What is being asked: Write out the rows below word for word, starting at the row that contains "Target: white signboard" and ending with the final row.

Dataset:
----------------------------------------

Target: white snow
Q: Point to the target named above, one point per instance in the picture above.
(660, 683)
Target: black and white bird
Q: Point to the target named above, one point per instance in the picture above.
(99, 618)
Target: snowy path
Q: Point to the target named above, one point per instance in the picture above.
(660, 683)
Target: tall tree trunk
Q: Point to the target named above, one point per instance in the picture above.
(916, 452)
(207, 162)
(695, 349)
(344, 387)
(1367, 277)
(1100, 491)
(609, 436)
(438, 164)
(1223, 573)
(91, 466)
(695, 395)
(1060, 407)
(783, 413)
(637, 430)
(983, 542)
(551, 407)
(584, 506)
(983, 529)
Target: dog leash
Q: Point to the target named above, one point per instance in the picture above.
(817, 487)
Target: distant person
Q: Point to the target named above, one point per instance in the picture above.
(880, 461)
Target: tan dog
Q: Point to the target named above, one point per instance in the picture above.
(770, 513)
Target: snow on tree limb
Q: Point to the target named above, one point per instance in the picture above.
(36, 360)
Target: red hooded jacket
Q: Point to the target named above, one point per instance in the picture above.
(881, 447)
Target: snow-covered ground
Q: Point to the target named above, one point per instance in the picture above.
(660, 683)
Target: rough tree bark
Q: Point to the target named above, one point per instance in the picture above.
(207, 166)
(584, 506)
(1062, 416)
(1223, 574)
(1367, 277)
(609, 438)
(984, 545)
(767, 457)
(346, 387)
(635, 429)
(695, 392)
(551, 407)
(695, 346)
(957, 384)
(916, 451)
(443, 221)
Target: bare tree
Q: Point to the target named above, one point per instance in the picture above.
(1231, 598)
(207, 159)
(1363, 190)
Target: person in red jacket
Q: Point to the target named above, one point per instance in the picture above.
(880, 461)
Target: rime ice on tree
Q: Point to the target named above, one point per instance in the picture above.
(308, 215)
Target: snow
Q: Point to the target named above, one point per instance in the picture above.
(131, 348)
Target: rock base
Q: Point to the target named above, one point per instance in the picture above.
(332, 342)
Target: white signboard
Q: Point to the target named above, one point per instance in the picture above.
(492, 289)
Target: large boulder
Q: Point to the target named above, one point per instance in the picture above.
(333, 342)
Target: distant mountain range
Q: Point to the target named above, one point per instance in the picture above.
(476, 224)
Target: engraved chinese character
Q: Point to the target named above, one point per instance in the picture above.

----------------------------------------

Result for this exercise:
Target: white signboard
Q: Point to the target named above, one point per instance in the picture above.
(492, 289)
Target: large boulder
Q: Point to the target named above, one point per instance in the picture above.
(333, 342)
Target: distant mountain range
Q: Point to the target named above, one point per instance in the picture above.
(476, 224)
Target: engraved chinese character
Q: Point to the target named above, one point per instance in the picture above.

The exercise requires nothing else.